Return every line of the items below that contains the string "positive", copying each one unchanged.

---------- Given records

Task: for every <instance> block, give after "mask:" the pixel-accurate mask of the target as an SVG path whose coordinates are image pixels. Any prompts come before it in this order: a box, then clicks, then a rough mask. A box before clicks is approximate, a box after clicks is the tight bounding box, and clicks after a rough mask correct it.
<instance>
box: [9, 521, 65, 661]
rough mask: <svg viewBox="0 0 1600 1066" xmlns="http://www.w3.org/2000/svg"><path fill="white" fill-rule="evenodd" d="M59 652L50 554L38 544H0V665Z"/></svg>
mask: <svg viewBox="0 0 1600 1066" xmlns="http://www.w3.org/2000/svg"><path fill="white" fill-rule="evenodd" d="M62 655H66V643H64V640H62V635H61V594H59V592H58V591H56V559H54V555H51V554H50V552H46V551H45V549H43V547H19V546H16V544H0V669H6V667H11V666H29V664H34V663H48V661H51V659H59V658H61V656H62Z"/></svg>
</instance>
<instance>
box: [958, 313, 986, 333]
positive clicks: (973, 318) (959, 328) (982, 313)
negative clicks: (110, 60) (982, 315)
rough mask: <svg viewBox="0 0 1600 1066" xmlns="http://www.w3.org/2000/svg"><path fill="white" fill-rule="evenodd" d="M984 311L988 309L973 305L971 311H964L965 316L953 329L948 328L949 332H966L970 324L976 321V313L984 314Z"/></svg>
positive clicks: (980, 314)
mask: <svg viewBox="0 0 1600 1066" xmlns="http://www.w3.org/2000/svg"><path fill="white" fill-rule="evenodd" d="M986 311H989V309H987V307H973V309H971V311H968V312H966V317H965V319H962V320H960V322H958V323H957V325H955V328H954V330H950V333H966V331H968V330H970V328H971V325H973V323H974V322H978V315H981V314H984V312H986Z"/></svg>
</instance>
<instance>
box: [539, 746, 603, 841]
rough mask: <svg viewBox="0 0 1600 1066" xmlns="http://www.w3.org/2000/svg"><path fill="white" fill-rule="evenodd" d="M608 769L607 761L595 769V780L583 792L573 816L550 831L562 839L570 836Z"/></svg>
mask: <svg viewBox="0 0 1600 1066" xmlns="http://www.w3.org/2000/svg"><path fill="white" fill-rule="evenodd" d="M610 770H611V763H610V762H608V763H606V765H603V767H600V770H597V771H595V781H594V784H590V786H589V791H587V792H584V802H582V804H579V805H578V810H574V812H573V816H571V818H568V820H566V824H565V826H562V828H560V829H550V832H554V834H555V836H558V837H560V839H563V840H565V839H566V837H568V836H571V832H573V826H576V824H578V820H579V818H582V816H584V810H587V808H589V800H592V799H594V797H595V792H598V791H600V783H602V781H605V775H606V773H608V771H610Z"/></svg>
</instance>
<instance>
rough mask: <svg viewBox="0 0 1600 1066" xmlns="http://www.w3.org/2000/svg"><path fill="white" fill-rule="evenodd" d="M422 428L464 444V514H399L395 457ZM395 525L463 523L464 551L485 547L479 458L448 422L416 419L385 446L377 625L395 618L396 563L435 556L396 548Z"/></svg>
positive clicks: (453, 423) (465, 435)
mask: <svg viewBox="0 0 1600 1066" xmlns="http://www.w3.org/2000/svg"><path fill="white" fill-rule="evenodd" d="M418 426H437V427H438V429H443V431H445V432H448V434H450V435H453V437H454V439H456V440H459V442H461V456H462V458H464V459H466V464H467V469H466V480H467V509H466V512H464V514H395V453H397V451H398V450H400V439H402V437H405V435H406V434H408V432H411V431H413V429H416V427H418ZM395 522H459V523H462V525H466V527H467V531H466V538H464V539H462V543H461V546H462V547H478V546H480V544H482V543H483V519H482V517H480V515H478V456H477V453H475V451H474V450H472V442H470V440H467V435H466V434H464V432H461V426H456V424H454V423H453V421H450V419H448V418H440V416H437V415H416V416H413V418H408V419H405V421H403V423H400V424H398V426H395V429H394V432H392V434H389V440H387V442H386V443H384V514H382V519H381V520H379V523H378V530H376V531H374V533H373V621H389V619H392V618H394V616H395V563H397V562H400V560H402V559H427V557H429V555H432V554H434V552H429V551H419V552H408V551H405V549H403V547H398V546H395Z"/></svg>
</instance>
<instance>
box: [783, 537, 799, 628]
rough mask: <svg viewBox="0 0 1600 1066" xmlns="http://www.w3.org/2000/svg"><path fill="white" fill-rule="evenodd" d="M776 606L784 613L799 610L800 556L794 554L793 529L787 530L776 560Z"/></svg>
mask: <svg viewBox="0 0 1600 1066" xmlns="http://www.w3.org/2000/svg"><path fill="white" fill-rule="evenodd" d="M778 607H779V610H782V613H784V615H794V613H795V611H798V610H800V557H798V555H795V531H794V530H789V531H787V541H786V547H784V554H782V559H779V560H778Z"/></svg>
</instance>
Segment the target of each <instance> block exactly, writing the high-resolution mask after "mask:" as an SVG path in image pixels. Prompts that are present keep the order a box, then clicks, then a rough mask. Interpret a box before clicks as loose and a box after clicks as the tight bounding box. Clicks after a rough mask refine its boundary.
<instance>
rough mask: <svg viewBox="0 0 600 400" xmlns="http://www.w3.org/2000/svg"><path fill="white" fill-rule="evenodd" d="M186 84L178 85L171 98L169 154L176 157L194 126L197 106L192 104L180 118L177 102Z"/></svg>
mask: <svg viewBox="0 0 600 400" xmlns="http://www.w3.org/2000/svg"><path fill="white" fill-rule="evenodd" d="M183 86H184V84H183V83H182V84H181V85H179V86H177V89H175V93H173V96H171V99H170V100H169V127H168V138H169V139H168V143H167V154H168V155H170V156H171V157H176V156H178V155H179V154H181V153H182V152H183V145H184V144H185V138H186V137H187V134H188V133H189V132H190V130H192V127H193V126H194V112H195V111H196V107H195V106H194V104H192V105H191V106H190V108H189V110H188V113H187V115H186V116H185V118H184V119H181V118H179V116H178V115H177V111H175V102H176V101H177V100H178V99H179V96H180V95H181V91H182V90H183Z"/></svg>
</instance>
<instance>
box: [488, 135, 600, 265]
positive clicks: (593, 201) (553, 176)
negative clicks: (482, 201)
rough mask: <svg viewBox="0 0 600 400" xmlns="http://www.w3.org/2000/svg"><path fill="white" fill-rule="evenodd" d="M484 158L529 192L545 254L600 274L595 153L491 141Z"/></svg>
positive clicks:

--------------------

▶ [Exercise answer]
positive clicks: (973, 318) (959, 328) (982, 313)
positive clicks: (980, 314)
positive clicks: (453, 423) (465, 435)
positive clicks: (593, 201) (553, 176)
positive clicks:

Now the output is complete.